— Stated problem —
Reproduce the material from the line containing "Query: shoulder" through the end of the material, both ends included, adding -27 to every point coordinate and leaving all other lines unchanged. Omit the pictures from your output.

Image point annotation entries
******************************

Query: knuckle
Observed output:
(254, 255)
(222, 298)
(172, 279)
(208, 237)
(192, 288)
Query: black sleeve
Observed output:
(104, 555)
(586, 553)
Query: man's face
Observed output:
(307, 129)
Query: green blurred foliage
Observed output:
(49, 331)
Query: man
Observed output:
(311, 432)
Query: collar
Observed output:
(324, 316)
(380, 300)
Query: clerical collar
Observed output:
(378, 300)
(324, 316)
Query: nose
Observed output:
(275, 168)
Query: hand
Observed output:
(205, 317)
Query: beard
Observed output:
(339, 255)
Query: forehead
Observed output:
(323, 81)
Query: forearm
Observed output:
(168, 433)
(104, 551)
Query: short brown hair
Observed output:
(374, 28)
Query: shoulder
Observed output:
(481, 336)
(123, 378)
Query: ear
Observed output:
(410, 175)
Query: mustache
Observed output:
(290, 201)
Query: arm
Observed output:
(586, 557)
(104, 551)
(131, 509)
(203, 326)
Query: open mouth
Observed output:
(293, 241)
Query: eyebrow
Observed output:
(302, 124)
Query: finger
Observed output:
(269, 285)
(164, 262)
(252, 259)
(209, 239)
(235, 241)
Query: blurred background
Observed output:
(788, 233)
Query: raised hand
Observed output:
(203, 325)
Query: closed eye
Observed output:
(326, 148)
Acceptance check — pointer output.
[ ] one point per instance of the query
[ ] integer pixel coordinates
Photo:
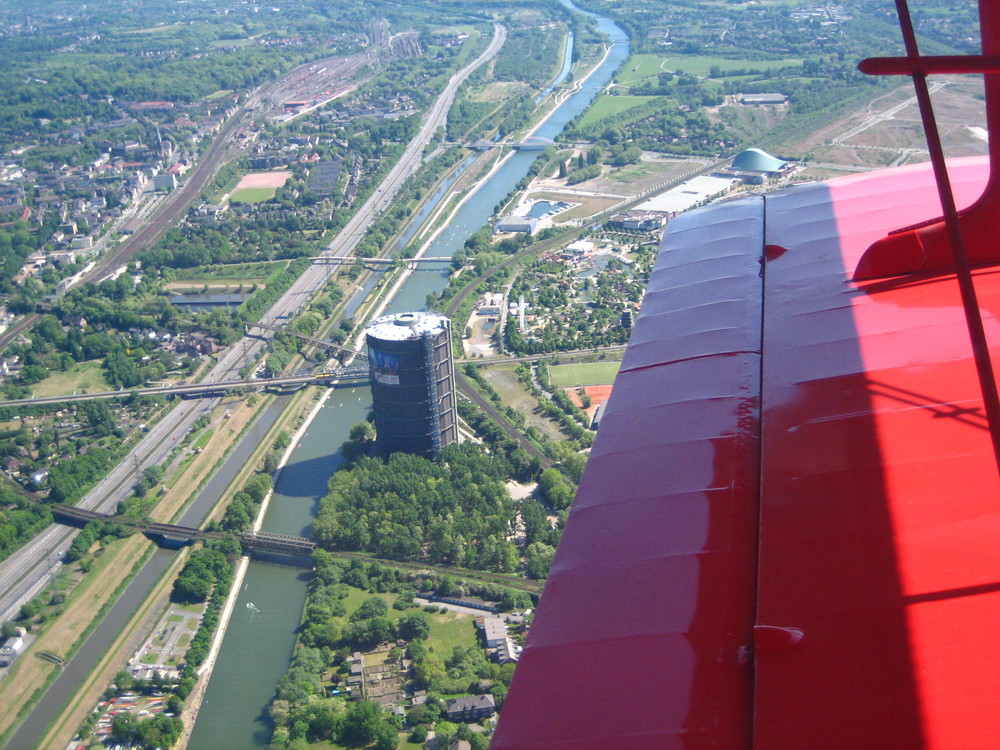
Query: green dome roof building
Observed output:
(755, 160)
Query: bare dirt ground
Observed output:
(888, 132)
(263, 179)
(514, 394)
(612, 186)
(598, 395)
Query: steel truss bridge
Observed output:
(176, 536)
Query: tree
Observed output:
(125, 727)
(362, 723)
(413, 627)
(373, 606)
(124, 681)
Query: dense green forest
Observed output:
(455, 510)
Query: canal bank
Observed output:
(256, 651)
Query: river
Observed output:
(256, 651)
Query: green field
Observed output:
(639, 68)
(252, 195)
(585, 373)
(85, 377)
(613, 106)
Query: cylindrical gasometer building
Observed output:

******************************

— Reply —
Query: shoulder
Observed output:
(454, 309)
(96, 351)
Query: ear
Observed output:
(383, 148)
Query: mustache
Observed output:
(263, 174)
Query: arm
Observed output:
(559, 530)
(77, 524)
(104, 482)
(176, 299)
Query: open mouth
Observed output:
(266, 214)
Query: eyebrow
Observed output:
(275, 97)
Query: finger
Observed output:
(242, 258)
(137, 235)
(225, 232)
(182, 212)
(208, 214)
Query: blurred background
Observed output:
(761, 206)
Query: raised hand
Observed output:
(176, 298)
Query: closed eye
Observed output:
(299, 121)
Acceptance check — pointer output.
[ ] one point per instance of the query
[ ] integer pixel coordinates
Photo:
Query: green dome roof building
Observed output:
(728, 133)
Query: bare dirt ground
Observed output:
(861, 105)
(236, 152)
(487, 367)
(585, 159)
(571, 368)
Query: steel truss bridge
Observed output:
(149, 509)
Query: tree
Observed output:
(98, 700)
(335, 696)
(386, 600)
(346, 579)
(97, 654)
Query: dense green forest
Observed output:
(428, 483)
Query: canal bank
Observed output:
(229, 624)
Query: river
Observed output:
(229, 624)
Query: green field
Observed output:
(612, 41)
(225, 168)
(558, 346)
(58, 350)
(586, 79)
Query: cylindrical gasometer building
Observed output:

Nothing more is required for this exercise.